━━ TEXTE CITÉ

Club trace sa voie numérique

Longtemps, Alexis Chaperon a travaillé dans une librairie bien connue des Bruxellois : Filigranes. En tant qu’administrateur au côté de Marc Filipson, il y a introduit le numérique avant de poursuivre son parcours chez Club, une chaîne de librairies et de papeteries implantée partout en Belgique. Aujourd’hui, il entend développer les initiatives de cette chaîne dans le domaine du livre numérique.

Parlez-nous de votre parcours et pourquoi avez-vous quitté la librairie indépendante pour un groupe ?
Arrivé en tant qu’étudiant chez Filigranes, j’ai peu à peu monté les échelons jusqu’à devenir administrateur. Très intéressé par le numérique, j’y ai initié une légère transition vers le digital avant d’être approché par Club. Ils recherchaient un nouveau profil pour deux raisons : à la fois doter le réseau d’un outil de gestion propre à la librairie et se lancer dans le numérique.

Le numérique, c’était surtout dans les deux cas, une question de positionnement. On savait que cela n’allait pas être rentable mais on se devait d’être présent entre autres pour répondre aux besoins de nos clients avant que d’autres ne le fassent comme Amazon ou Apple.

━━━━
━━ DONNÉES

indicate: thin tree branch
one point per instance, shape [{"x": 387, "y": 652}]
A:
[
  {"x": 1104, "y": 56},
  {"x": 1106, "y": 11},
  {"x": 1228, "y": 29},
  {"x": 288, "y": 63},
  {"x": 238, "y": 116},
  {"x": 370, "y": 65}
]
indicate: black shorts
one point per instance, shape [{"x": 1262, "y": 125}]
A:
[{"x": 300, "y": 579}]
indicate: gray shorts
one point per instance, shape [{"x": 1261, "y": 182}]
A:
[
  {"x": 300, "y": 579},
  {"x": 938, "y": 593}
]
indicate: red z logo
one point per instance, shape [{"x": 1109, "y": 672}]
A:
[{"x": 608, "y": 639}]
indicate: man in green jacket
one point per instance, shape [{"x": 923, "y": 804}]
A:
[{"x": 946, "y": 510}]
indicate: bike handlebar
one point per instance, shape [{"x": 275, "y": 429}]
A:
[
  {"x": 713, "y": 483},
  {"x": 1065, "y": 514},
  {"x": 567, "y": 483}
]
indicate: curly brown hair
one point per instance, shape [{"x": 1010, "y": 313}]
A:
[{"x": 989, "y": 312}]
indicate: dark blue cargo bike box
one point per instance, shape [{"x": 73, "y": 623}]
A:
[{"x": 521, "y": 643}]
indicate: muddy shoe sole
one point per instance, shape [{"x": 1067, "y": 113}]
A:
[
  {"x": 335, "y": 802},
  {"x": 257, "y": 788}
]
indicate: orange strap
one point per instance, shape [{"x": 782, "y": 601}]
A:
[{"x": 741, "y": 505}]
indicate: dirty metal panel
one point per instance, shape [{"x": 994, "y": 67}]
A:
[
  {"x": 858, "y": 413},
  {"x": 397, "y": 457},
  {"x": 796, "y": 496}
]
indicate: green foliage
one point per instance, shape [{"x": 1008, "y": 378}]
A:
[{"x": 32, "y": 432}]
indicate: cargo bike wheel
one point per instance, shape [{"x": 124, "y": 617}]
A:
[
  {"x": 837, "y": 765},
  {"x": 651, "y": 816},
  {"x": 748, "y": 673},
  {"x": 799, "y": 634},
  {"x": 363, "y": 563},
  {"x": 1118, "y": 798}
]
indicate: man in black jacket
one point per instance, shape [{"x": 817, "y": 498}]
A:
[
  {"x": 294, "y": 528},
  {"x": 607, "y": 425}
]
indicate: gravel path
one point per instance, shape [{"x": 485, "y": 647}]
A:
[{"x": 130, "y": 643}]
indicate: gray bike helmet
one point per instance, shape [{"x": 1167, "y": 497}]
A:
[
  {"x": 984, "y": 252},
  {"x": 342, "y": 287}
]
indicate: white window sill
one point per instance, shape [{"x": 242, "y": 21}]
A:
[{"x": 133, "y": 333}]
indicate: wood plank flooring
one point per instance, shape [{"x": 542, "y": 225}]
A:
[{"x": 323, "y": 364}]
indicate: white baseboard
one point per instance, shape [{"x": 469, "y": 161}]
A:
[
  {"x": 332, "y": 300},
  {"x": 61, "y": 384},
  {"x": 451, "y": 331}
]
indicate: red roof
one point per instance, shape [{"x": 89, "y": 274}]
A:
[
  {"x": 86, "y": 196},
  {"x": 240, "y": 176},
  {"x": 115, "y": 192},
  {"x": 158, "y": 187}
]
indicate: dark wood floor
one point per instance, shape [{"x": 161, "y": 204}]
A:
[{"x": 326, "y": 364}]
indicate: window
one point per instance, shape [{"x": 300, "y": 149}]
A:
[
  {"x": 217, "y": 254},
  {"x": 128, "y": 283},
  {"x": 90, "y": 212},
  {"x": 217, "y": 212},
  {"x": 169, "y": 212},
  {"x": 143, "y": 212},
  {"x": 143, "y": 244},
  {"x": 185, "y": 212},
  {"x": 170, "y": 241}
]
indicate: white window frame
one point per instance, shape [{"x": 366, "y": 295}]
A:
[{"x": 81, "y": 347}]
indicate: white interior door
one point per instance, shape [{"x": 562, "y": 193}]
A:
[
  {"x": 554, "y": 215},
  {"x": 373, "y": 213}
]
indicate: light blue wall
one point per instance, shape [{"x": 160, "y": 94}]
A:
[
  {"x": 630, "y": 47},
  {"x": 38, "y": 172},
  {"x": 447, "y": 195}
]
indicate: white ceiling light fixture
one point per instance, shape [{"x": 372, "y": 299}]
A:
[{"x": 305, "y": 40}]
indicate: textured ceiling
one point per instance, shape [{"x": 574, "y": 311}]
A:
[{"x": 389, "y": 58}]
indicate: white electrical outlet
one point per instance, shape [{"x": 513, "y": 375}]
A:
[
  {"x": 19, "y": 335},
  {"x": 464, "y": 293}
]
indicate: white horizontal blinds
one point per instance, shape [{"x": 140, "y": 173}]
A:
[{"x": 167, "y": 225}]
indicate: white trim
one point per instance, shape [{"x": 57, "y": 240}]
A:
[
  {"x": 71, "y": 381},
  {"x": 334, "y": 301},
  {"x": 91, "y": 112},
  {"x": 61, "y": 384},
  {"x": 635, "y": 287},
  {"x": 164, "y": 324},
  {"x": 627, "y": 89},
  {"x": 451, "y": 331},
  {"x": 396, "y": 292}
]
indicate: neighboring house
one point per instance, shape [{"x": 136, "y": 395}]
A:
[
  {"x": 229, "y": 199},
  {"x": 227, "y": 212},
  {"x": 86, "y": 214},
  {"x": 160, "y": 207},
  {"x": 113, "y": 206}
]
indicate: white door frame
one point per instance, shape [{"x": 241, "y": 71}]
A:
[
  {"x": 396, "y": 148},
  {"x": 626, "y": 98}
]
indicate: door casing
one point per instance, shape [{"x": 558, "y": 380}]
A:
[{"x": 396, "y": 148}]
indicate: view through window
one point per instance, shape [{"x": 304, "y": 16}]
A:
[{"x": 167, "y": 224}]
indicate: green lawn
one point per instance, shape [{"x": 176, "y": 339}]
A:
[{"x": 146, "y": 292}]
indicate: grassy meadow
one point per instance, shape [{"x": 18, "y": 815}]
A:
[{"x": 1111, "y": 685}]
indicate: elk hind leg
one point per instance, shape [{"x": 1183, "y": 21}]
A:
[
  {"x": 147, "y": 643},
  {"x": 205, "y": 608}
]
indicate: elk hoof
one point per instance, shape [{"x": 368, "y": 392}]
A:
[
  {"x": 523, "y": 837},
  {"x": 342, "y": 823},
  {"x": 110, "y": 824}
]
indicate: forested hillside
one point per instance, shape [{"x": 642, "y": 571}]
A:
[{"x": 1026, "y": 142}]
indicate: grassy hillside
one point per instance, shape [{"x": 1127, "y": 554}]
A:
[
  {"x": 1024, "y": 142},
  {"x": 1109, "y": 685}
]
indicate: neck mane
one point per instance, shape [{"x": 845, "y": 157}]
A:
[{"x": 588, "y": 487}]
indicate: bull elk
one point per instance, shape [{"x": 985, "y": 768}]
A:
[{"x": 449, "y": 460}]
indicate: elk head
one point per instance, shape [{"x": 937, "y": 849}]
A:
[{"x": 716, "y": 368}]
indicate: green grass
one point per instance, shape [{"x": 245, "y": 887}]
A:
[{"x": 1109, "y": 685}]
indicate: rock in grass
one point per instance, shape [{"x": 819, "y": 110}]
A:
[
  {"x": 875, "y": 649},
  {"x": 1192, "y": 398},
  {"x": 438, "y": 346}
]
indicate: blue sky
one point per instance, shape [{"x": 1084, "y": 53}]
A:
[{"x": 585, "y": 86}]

━━━━

EXERCICES PROPOSÉS:
• a. Recopiez fidèlement le passage du texte sur Club qui s'ouvre sur les mots contenant « Longtemps, Alexis Chaperon » et se termine par « dans le numérique. ».
• b. Traduisez en anglais la phrase suivante du texte sur Club : « Aujourd’hui, il entend développer les initiatives de cette chaîne dans le domaine du livre numérique. »

CORRIGÉS DES EXERCICES:
• a.
Longtemps, Alexis Chaperon a travaillé dans une librairie bien connue des Bruxellois : Filigranes. En tant qu’administrateur au côté de Marc Filipson, il y a introduit le numérique avant de poursuivre son parcours chez Club, une chaîne de librairies et de papeteries implantée partout en Belgique. Aujourd’hui, il entend développer les initiatives de cette chaîne dans le domaine du livre numérique.

Parlez-nous de votre parcours et pourquoi avez-vous quitté la librairie indépendante pour un groupe ?
Arrivé en tant qu’étudiant chez Filigranes, j’ai peu à peu monté les échelons jusqu’à devenir administrateur. Très intéressé par le numérique, j’y ai initié une légère transition vers le digital avant d’être approché par Club. Ils recherchaient un nouveau profil pour deux raisons : à la fois doter le réseau d’un outil de gestion propre à la librairie et se lancer dans le numérique.

• b. Today, he intends to develop this chain's initiatives in the field of e-books.